-- BEGIN --

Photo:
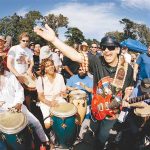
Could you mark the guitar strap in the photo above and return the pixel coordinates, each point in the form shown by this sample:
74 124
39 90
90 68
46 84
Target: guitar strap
42 83
120 74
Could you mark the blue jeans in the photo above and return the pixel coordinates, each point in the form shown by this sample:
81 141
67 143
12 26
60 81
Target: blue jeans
2 146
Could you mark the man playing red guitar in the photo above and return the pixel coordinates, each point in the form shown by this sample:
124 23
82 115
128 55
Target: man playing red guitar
109 65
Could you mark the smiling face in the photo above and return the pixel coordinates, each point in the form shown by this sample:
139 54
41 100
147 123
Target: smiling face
24 42
49 68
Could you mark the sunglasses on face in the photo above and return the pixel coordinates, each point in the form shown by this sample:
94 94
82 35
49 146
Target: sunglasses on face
111 48
25 41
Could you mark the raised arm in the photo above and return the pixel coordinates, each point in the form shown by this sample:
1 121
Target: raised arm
48 34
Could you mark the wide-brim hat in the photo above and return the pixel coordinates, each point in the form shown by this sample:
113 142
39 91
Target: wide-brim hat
145 85
109 41
45 52
2 38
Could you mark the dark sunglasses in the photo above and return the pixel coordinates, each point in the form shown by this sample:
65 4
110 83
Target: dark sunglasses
25 41
111 48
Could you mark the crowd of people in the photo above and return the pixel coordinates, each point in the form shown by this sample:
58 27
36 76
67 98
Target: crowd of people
108 84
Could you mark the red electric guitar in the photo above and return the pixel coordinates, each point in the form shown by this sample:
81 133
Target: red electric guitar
101 106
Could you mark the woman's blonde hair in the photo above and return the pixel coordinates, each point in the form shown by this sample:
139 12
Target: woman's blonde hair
43 65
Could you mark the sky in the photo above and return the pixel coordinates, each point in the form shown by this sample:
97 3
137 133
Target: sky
93 17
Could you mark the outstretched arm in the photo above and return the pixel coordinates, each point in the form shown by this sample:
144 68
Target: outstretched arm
48 34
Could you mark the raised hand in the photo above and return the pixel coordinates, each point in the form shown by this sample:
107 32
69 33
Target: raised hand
47 33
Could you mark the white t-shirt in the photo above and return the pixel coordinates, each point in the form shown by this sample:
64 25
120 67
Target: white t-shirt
127 58
22 57
11 91
51 89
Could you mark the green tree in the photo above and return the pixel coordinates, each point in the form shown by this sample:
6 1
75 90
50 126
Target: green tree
14 25
74 35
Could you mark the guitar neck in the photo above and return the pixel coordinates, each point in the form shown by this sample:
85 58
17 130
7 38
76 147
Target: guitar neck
139 98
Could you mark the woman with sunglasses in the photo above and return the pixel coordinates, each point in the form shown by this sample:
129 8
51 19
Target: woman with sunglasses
101 67
50 87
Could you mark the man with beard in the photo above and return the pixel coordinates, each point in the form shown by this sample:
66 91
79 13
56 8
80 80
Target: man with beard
104 69
82 82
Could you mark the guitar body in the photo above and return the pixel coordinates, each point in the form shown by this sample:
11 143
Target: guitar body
100 106
29 83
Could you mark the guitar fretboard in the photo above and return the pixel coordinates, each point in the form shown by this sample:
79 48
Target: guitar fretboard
139 98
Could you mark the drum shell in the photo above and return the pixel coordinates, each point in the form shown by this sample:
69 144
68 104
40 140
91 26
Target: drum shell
11 140
64 124
14 130
65 135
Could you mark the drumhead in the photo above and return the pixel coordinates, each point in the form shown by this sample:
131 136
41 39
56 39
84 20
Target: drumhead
142 112
77 94
12 122
64 110
29 81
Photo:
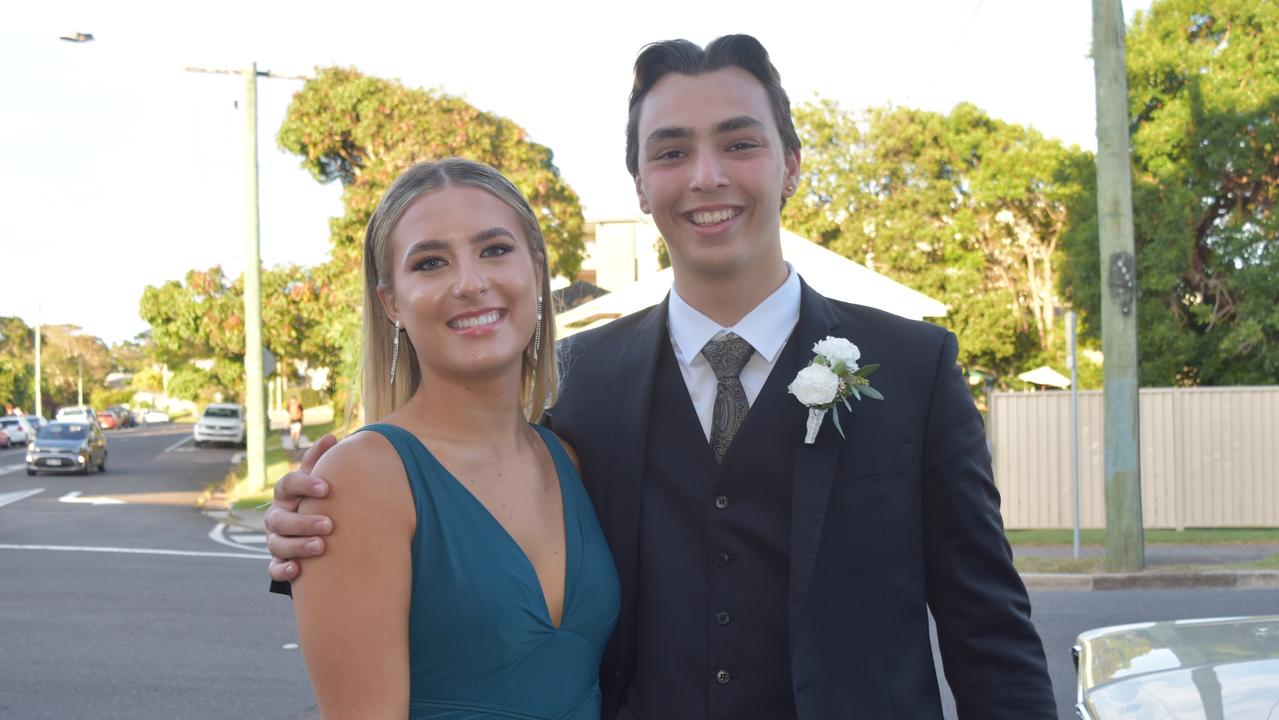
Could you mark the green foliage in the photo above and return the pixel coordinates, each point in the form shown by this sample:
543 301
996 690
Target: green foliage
201 319
1204 100
17 368
189 383
963 207
365 132
104 398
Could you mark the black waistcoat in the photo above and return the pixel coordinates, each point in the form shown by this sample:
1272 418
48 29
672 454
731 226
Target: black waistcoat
714 558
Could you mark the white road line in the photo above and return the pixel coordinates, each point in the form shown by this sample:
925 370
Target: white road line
246 537
74 496
133 551
218 535
9 498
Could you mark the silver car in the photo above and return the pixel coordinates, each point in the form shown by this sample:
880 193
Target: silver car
18 429
1213 669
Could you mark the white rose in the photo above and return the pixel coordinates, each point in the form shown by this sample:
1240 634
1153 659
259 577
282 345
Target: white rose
838 351
815 385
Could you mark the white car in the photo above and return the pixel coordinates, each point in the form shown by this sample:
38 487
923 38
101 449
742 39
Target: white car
221 422
18 430
76 413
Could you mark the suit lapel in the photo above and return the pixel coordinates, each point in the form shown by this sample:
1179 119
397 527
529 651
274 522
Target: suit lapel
815 464
629 391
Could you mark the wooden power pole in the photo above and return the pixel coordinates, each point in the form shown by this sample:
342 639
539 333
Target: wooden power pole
1124 539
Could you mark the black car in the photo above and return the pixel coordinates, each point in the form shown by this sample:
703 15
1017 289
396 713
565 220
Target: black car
68 446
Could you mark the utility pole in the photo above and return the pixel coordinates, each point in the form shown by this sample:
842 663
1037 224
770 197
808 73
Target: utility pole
255 383
40 404
1124 539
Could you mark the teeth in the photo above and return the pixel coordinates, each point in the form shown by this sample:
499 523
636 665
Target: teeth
701 218
475 321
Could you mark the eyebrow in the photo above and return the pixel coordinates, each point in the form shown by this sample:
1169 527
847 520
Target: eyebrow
426 246
729 125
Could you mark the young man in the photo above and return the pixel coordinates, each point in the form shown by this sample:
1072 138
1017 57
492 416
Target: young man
762 576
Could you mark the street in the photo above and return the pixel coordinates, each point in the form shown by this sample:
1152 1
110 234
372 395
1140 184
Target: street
122 600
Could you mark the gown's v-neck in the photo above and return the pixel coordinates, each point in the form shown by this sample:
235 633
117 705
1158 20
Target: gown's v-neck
482 645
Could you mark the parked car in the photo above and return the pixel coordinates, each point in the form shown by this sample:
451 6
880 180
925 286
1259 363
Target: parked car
123 416
1219 668
18 429
221 422
68 446
76 413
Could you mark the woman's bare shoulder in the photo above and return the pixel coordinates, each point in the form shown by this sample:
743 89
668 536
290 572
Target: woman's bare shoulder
366 461
569 450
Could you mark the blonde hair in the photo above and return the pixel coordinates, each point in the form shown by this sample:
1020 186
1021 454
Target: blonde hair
540 376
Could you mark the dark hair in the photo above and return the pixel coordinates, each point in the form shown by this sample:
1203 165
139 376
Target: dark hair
686 58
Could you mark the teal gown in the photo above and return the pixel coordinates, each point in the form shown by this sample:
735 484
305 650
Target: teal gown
481 641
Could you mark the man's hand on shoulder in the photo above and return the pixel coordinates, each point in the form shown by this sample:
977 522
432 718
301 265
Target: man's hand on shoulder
292 536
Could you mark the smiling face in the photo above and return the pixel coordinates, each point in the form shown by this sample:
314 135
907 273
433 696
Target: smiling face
463 283
713 172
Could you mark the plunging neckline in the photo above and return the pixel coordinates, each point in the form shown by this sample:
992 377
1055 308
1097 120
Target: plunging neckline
510 539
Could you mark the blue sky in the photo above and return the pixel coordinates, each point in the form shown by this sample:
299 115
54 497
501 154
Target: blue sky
124 170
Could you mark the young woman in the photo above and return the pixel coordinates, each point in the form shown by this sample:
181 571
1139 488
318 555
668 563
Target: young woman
468 577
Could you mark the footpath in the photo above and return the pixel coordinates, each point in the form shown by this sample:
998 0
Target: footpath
1168 565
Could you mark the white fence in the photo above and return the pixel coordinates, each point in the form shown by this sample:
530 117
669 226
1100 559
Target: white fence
1209 457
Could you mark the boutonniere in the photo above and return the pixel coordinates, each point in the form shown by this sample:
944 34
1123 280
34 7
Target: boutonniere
829 380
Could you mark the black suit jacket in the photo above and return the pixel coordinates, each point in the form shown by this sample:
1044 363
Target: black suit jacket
897 518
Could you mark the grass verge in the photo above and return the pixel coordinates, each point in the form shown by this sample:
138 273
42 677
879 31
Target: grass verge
1190 536
278 463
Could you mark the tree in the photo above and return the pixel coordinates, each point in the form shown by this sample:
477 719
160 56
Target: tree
17 363
963 207
1204 100
201 319
365 132
69 357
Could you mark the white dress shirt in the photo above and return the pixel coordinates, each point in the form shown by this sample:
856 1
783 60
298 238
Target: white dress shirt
766 329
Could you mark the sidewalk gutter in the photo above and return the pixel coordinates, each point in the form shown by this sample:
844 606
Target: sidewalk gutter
1209 579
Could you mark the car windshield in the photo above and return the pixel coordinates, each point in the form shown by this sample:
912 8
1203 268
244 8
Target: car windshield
63 431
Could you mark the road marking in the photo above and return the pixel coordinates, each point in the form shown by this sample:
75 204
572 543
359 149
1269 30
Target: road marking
246 537
133 551
218 535
9 498
74 496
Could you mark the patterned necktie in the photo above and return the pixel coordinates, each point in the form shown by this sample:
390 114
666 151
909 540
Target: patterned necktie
728 356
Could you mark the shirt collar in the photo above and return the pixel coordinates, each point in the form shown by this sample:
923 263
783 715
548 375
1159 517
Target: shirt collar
766 328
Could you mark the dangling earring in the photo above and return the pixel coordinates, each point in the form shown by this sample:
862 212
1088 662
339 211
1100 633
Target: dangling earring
394 352
537 329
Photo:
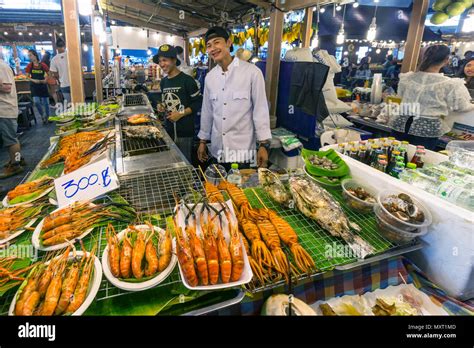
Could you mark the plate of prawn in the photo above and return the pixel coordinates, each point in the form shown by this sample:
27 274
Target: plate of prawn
16 220
210 250
74 221
138 258
64 285
28 192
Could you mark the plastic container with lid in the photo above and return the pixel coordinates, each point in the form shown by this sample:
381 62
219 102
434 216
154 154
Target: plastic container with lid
395 221
393 233
234 176
212 174
355 203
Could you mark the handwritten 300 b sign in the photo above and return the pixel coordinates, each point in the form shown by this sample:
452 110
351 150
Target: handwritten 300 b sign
86 183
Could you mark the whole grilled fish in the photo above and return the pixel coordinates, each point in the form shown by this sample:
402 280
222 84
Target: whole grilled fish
316 203
273 186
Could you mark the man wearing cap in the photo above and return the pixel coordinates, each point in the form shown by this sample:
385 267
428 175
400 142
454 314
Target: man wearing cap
234 115
181 99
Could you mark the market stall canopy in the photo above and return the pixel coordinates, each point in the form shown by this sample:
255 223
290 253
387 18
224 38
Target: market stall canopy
176 16
392 23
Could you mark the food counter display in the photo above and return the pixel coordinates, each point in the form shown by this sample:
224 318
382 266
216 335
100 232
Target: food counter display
166 241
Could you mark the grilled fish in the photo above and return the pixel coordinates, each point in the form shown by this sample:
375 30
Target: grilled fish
143 132
273 186
317 204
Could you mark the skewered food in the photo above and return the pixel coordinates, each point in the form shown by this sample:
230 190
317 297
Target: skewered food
28 191
138 119
12 272
213 193
13 220
214 257
141 253
143 132
58 286
72 221
77 149
286 233
273 186
317 204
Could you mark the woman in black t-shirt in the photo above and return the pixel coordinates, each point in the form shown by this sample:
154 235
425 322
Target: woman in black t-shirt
37 72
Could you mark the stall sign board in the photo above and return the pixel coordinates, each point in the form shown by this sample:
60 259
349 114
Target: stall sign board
86 183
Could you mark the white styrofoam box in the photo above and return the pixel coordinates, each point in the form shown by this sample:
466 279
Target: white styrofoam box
448 257
431 157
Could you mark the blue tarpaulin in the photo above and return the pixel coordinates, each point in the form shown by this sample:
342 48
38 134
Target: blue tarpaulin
392 23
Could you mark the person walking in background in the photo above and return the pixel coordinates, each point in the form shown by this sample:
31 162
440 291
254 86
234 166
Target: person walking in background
234 116
60 70
181 99
8 121
50 81
435 96
37 72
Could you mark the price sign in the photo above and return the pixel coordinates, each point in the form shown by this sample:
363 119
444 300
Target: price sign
86 183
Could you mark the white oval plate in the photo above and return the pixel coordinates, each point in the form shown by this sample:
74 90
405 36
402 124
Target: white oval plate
94 286
246 275
44 193
160 277
36 234
19 232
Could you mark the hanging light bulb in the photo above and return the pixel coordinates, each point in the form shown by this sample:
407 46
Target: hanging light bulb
340 35
85 7
103 37
372 33
98 24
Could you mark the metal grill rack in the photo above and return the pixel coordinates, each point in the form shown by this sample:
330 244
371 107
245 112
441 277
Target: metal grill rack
136 146
134 100
124 123
152 192
317 242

-- END --

### Stated goal
Find the line containing "Could you mark the stall" in the material above. Print it and every line after it through the end, exactly and only those.

### Task answer
Could you mark the stall sign board in the photo above and return the pixel coordinates, each point in the form shown by this sample:
60 259
349 114
Target: stall sign board
86 183
Could you mark the white styrofoam box in the photo above and return the pixel coordinates, each point in the form shown by this sample:
466 279
Target: white styrofoam box
448 257
431 157
Could you mark the blue tarpaulin in the photo above and return the pixel coordinates, each point in the form shown by this sample:
342 48
38 134
Target: blue tarpaulin
392 23
Could you mark the person walking in background in the photo above and return the pixel coordinates, each point in the form shown by this sample:
31 162
440 291
254 86
234 166
Target: person walking in background
234 116
60 70
181 99
8 121
50 81
435 96
37 72
Could you mark the price sign in the photo above and return the pixel coordinates, each point in the form shown by this sample:
363 119
444 300
Target: price sign
86 183
Could you mark the white oval plate in the photo above and return the pixel coordinates, each point in the form shown by this sample:
74 90
405 36
402 124
Target: white oval plate
94 286
246 275
44 193
160 277
36 234
19 232
Could you mark the hanging light bulb in the photo above and return the pixel coordinates, each point in the form shown by this sample:
407 46
Target: hanging light bulb
340 35
85 7
103 37
372 33
98 24
Could you mark the metal grill rack in the photo above and return the pixel coordinates, each point in the form shown by this sample:
330 244
371 107
245 112
441 277
Target: metal grill rack
136 146
134 100
124 123
152 192
317 242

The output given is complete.